### Work instructions:
Lines with "queried" in the records below: say how many there are, and add nothing.

----

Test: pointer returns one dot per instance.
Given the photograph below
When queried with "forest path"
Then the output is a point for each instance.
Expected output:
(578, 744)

----

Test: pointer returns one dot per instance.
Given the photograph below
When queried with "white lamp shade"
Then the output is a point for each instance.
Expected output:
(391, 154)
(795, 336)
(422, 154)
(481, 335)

----

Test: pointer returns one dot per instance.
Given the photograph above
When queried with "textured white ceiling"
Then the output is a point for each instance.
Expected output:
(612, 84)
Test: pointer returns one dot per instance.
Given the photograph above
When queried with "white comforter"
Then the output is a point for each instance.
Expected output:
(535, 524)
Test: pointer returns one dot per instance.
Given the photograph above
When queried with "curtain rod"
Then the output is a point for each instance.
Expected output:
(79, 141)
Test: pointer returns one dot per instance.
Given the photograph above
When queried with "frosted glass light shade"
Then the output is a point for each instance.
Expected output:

----

### Completed exercise:
6